*What is needed:* As a numbered list, give every line from the start of the rows through the line containing "[[439, 316, 649, 587]]", both included, skipping blank lines and leaving the pictures out.

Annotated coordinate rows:
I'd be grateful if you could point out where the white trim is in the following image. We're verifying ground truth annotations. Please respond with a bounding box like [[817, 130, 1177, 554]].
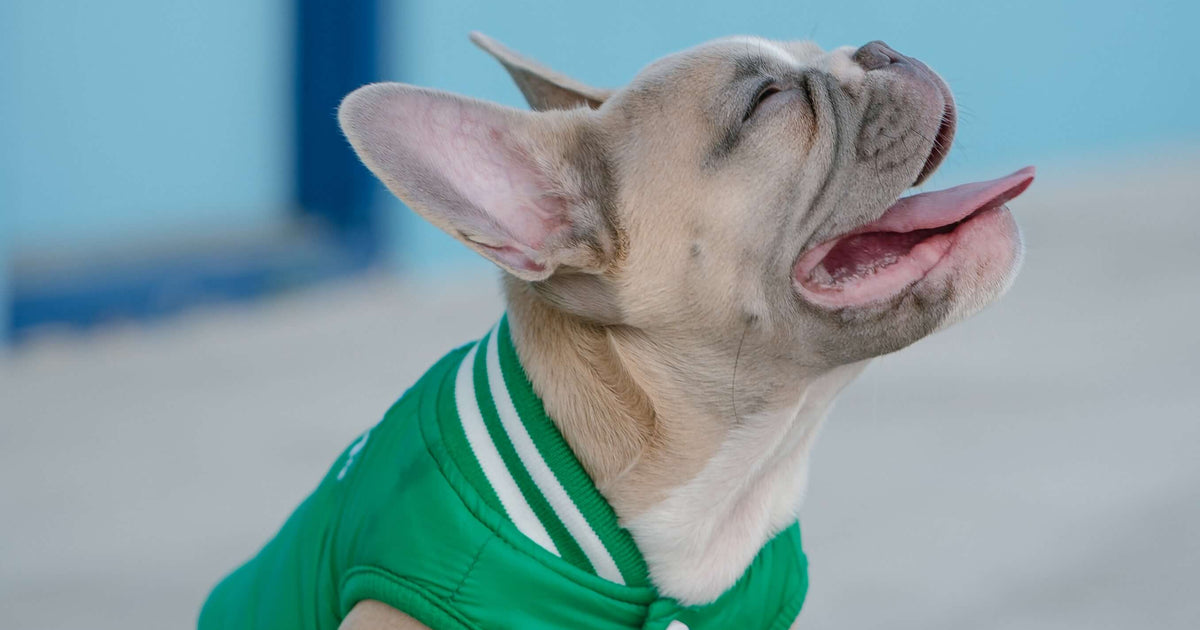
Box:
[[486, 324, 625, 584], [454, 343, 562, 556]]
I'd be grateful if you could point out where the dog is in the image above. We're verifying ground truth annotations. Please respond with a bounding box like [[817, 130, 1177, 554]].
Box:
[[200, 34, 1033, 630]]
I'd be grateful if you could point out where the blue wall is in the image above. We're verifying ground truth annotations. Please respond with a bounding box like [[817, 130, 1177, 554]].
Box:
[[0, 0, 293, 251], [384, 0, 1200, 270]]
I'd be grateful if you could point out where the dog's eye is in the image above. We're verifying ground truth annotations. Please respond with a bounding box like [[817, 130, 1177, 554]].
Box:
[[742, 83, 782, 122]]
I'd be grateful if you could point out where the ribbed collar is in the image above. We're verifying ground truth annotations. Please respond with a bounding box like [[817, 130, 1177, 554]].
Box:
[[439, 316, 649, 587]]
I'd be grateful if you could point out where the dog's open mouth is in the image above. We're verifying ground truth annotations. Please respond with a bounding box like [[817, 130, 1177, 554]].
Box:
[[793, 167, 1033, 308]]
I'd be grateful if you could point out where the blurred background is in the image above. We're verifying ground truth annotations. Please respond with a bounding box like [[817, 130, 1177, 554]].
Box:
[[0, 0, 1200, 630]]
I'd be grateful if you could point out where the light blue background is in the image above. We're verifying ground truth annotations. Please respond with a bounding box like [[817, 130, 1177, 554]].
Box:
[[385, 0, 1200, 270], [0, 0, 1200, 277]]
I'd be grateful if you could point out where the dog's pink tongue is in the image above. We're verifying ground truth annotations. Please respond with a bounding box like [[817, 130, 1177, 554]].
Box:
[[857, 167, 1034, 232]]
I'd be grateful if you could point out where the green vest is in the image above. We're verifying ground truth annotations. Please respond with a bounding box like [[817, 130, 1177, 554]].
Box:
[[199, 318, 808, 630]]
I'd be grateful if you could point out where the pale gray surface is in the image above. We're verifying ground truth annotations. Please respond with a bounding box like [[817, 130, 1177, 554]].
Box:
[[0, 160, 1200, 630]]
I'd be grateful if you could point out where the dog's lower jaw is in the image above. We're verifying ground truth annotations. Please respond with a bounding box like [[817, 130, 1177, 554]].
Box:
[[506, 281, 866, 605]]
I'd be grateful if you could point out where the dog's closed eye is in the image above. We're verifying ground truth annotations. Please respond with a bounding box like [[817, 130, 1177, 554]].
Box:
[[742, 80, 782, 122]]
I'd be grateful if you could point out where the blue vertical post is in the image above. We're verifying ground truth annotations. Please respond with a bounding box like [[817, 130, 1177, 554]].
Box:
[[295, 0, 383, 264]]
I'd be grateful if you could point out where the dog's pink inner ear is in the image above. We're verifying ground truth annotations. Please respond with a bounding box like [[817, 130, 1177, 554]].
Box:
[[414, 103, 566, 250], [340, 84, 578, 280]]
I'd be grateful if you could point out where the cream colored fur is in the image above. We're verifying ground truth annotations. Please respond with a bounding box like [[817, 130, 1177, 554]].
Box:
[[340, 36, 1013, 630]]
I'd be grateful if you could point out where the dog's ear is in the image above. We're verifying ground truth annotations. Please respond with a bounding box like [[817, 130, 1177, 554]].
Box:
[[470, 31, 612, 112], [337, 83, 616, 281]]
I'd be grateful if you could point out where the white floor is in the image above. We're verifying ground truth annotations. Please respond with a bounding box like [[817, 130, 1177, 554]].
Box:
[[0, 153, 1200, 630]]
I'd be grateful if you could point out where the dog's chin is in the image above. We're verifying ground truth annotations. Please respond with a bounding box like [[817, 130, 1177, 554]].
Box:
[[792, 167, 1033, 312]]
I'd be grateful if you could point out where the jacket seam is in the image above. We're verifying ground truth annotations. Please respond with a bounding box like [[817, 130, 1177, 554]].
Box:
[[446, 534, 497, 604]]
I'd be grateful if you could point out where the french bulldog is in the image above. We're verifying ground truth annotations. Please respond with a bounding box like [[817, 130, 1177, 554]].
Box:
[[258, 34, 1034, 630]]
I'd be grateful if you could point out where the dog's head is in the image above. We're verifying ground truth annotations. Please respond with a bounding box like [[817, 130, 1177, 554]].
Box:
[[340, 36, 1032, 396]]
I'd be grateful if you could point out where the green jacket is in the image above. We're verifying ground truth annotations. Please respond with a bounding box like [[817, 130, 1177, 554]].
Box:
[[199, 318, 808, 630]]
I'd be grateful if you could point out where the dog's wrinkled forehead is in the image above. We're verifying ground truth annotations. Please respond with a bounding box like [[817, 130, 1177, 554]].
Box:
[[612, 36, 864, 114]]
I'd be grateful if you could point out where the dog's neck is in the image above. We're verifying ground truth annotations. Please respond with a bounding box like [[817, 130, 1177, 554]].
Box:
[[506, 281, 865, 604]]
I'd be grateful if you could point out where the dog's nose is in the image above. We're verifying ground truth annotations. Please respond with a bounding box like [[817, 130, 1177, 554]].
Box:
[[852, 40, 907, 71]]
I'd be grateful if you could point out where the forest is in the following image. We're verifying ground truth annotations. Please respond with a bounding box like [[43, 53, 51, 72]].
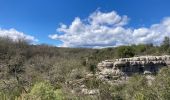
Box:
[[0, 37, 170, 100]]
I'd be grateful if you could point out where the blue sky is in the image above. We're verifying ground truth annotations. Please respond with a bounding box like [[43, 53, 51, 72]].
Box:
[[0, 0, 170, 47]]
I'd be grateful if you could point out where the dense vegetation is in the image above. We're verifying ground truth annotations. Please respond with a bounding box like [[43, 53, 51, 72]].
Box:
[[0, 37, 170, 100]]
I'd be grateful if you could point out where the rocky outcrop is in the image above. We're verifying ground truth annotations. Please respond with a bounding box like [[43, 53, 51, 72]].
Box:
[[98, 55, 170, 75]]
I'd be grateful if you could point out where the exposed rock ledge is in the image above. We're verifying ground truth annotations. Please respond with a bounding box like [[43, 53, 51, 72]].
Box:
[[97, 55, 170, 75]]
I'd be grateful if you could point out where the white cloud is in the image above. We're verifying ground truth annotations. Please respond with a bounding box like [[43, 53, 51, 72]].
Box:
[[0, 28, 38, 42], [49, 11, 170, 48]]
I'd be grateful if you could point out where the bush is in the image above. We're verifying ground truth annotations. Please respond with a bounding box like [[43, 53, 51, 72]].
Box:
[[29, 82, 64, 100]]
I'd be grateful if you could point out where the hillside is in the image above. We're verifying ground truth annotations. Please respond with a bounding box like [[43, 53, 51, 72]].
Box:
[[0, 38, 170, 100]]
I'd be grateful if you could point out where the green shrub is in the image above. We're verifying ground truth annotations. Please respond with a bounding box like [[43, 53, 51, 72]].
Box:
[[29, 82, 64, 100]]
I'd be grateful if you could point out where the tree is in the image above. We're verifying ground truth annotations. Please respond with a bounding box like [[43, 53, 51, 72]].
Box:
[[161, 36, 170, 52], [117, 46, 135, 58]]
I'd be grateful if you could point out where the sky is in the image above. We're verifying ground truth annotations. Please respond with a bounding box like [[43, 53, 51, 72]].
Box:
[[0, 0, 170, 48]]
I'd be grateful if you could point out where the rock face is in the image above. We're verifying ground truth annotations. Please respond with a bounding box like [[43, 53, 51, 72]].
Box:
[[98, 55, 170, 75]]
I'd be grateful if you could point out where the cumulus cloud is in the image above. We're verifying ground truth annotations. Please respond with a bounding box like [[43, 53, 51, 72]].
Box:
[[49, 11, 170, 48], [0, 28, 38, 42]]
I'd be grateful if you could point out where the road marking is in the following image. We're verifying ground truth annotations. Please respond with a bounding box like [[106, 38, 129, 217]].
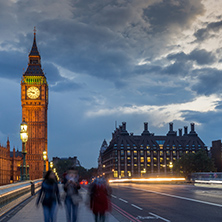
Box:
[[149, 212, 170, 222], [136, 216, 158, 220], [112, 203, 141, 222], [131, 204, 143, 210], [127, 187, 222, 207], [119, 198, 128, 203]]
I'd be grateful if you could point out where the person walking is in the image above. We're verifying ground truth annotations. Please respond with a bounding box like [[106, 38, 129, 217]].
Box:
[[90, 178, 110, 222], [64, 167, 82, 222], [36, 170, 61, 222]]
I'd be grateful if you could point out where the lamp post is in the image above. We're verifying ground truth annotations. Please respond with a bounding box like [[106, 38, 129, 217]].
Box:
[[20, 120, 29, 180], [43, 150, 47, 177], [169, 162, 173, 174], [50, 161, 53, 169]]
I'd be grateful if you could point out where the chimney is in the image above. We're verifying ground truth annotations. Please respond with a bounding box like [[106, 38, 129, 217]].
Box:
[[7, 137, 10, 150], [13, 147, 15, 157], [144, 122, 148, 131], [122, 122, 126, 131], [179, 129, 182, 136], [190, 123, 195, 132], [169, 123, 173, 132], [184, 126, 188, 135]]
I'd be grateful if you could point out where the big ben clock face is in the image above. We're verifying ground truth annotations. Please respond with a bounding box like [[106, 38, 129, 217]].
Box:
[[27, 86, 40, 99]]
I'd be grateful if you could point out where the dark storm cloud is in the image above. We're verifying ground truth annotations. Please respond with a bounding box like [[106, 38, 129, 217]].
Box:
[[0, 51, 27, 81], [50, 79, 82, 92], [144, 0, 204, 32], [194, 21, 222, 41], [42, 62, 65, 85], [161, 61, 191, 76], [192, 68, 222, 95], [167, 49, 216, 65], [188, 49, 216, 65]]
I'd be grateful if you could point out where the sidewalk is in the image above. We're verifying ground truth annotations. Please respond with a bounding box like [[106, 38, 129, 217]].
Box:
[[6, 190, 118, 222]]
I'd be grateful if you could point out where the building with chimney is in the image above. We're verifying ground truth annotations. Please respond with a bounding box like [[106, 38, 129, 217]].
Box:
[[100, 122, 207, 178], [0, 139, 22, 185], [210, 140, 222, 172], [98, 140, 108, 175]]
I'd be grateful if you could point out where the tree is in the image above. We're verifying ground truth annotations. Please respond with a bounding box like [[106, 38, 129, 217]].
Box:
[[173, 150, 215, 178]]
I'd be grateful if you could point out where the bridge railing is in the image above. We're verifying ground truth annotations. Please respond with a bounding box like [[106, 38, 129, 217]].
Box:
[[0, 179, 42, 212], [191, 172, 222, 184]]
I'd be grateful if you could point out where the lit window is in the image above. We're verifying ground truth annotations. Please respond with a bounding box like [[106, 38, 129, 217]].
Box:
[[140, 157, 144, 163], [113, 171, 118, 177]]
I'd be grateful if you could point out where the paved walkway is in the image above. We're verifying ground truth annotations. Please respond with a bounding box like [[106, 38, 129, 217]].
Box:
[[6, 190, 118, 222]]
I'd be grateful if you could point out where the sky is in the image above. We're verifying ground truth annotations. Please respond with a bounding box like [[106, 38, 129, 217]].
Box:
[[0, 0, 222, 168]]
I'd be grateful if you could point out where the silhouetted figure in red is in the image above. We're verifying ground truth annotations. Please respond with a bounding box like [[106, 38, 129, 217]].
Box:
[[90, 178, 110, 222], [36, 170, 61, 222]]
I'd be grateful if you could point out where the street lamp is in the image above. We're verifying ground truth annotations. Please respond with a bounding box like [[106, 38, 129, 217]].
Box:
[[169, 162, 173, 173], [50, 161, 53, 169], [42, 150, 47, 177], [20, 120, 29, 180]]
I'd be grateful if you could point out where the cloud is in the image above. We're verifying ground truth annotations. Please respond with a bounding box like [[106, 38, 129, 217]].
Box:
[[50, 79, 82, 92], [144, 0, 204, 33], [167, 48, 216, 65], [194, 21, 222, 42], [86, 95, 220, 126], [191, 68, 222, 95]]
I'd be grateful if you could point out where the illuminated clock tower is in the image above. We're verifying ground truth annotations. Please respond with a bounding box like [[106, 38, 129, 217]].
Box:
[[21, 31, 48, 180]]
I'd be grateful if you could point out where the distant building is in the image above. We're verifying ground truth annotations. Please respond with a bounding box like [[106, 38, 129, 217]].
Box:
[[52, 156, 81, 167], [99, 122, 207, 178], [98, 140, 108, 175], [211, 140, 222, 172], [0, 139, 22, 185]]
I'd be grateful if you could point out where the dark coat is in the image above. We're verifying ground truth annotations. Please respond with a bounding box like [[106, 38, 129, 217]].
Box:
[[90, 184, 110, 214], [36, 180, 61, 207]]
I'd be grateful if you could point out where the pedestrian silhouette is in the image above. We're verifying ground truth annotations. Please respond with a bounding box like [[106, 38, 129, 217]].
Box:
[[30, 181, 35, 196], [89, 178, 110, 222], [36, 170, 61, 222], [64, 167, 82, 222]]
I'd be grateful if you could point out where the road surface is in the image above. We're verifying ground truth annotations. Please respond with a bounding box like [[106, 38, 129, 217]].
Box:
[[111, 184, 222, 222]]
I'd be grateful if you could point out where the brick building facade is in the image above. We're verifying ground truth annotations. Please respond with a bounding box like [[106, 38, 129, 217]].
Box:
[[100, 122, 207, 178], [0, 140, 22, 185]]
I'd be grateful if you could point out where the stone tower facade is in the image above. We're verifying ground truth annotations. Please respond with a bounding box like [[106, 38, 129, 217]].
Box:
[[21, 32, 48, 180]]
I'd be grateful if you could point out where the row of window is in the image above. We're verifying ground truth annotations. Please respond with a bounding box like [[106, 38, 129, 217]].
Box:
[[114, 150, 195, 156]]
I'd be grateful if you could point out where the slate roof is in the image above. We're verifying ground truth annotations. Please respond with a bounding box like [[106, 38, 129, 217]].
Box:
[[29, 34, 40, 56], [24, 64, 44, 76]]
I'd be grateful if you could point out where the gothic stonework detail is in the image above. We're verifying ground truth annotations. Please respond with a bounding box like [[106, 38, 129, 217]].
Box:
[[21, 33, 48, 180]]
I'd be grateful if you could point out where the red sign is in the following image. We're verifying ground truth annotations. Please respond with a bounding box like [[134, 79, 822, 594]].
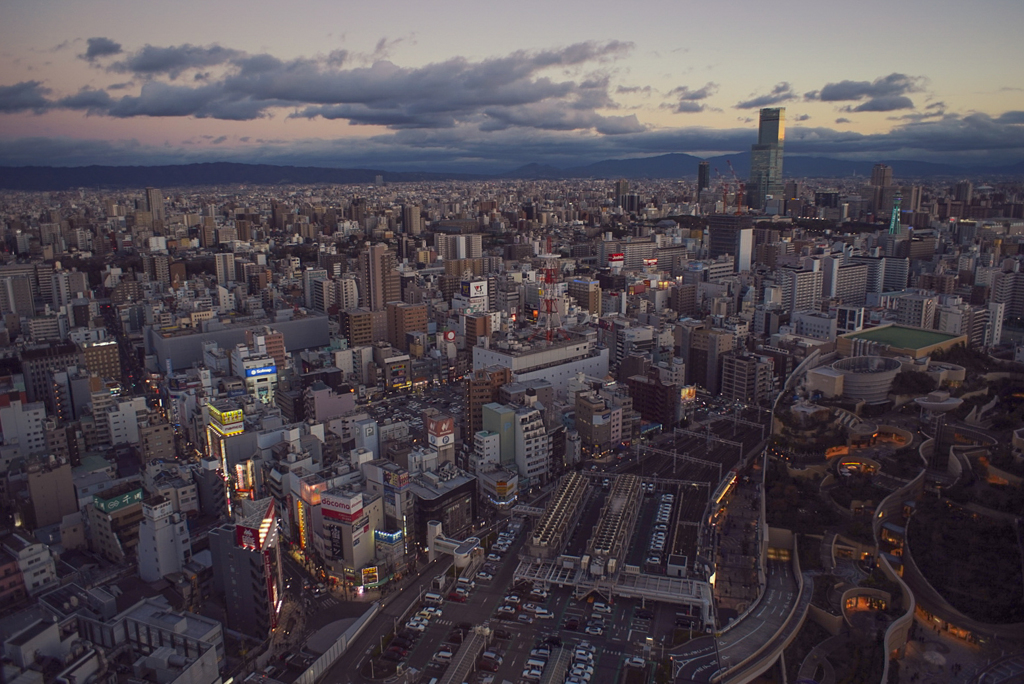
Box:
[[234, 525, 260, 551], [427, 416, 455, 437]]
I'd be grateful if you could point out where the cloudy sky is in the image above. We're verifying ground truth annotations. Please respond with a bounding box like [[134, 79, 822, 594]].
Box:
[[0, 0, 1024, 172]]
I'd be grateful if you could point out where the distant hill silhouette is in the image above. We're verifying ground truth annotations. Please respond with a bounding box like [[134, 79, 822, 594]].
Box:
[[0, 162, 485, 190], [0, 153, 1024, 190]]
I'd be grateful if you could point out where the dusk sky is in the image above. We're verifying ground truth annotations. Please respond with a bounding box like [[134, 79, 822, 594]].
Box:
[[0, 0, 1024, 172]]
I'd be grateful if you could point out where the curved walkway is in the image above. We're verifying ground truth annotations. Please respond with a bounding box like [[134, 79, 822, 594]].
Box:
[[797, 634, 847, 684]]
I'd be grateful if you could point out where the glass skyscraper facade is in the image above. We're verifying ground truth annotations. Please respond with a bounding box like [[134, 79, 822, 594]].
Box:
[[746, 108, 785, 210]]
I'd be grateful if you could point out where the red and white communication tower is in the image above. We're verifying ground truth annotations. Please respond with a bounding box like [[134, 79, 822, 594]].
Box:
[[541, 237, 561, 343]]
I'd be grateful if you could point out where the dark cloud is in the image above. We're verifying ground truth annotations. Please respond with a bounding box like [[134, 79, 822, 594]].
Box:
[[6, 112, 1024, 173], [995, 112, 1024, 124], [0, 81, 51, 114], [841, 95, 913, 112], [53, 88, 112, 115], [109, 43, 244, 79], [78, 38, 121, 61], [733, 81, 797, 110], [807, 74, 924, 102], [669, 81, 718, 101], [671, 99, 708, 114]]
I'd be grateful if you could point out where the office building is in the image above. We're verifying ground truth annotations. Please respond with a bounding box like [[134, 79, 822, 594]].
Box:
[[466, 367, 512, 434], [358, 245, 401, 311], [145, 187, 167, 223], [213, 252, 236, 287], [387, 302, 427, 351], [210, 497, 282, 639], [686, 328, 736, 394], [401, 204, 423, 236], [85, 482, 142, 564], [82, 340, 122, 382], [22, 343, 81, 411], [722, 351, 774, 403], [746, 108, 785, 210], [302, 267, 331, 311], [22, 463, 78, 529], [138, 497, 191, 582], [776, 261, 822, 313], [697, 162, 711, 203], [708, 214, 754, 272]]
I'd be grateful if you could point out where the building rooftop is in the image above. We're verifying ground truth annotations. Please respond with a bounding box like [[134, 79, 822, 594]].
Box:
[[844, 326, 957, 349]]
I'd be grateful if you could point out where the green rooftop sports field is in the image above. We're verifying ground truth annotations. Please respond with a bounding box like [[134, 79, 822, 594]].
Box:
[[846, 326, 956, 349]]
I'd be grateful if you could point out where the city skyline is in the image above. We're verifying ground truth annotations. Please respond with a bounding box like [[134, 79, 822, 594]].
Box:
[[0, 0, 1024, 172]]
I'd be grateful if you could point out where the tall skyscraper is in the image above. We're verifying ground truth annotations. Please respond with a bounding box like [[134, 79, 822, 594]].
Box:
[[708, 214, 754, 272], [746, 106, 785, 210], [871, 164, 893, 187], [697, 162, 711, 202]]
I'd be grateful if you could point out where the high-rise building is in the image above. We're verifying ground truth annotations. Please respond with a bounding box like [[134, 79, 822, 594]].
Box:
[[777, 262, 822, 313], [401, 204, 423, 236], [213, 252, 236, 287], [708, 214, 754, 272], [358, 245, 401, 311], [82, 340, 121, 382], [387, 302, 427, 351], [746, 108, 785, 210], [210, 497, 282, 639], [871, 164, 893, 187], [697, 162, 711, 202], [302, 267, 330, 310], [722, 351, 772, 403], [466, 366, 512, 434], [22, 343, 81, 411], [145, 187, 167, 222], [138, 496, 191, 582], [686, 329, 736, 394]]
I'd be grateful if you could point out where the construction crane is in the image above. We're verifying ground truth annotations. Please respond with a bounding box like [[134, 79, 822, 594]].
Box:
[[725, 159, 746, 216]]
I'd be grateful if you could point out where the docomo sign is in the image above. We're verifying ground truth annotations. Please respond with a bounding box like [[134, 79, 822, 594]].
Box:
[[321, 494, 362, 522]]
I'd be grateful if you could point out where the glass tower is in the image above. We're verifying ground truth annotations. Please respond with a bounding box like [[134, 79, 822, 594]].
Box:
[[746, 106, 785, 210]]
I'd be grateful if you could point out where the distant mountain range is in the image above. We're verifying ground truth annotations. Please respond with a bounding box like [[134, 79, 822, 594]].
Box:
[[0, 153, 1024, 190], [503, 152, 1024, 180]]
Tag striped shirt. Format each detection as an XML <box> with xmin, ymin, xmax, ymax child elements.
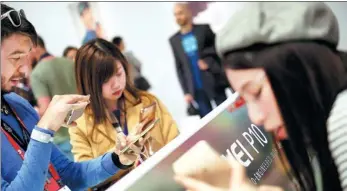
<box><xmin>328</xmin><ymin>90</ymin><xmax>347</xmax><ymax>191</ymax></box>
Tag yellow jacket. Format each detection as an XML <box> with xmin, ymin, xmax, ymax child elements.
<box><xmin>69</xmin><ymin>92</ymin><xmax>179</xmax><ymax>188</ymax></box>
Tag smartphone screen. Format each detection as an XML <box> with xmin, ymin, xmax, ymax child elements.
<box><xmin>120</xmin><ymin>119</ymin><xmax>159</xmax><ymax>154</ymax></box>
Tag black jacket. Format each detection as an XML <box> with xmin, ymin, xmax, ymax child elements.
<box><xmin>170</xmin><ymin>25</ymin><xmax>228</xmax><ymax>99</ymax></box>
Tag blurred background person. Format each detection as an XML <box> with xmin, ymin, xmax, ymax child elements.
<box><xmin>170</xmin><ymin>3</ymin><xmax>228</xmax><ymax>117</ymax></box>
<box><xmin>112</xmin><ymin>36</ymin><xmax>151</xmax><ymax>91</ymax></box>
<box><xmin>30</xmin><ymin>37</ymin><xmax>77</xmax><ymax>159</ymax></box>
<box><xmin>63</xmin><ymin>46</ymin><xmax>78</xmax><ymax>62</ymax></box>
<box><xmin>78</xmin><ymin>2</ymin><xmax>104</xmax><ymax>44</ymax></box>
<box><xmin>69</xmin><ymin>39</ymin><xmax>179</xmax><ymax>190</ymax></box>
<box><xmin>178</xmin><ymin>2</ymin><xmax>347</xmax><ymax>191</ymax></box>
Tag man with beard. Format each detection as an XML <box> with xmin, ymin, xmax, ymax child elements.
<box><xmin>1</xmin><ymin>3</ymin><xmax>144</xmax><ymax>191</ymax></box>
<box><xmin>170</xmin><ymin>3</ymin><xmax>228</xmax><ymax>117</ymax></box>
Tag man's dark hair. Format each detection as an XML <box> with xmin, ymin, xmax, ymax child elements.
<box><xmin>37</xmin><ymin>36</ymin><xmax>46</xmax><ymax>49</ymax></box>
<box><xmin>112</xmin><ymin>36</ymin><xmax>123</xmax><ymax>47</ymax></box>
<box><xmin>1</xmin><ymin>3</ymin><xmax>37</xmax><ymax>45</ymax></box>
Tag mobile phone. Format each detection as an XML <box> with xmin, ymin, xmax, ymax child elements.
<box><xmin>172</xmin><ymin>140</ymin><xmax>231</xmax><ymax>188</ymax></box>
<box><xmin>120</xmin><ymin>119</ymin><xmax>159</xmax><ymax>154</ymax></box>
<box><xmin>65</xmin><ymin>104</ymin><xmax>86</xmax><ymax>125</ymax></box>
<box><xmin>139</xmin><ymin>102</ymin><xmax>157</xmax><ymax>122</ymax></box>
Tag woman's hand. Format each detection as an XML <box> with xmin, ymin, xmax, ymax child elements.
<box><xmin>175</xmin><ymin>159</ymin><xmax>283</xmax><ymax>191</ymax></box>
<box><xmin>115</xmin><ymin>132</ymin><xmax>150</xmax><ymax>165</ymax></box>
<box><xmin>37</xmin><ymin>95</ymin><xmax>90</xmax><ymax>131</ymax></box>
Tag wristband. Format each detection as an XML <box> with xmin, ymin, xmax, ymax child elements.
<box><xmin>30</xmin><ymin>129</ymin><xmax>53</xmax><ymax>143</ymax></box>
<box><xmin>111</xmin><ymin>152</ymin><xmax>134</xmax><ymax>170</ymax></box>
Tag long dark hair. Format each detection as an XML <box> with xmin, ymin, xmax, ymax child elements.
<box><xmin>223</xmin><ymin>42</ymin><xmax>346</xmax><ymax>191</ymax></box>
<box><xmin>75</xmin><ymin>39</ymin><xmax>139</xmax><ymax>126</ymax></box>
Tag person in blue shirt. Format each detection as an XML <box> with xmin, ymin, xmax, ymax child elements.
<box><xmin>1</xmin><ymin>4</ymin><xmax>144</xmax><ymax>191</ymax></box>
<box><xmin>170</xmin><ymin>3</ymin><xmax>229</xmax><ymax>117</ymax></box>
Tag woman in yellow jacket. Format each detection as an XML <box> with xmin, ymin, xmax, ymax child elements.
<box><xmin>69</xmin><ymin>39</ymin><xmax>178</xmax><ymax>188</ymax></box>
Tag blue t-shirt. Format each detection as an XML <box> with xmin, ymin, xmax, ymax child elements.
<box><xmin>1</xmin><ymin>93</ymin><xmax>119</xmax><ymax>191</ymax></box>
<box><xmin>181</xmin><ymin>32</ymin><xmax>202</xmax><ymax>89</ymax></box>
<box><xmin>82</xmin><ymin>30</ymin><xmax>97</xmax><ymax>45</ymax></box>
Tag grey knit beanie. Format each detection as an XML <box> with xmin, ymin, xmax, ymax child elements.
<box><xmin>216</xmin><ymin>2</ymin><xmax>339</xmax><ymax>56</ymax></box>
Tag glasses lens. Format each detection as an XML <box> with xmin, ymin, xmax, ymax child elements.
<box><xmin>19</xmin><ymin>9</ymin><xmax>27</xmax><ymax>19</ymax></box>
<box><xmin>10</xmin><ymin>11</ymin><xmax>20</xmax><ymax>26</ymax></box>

*Result of this exercise:*
1. I'd be grateful if you could point out where the white trim is in the following image. We're verifying ground truth annotations. Please respond with a bounding box like [[817, 130, 1177, 554]].
2. Box:
3. [[486, 324, 625, 584], [454, 343, 562, 556]]
4. I'd be grateful if you could point out where the dog is in the image above. We're verifying ground truth annotations. Please respond with a bounding box like [[817, 130, 1177, 554]].
5. Box:
6. [[200, 34, 1033, 630]]
7. I'd be grateful if you could point out where the blue wall is in the image above. We're verifying ground truth annotations. Please respond with a bounding box like [[817, 130, 1177, 554]].
8. Box:
9. [[0, 0, 293, 251], [384, 0, 1200, 270]]
10. I'd be grateful if you could point out where the dog's eye is in the image above. We're verifying ground truth annotations. Please respond with a bounding box like [[817, 130, 1177, 554]].
11. Box:
12. [[742, 83, 782, 122]]
13. I'd be grateful if you could point out where the ribbed collar is in the image above. We're verifying ground truth annotations. Please respond with a bounding box like [[817, 130, 1177, 554]].
14. Box:
15. [[439, 316, 649, 587]]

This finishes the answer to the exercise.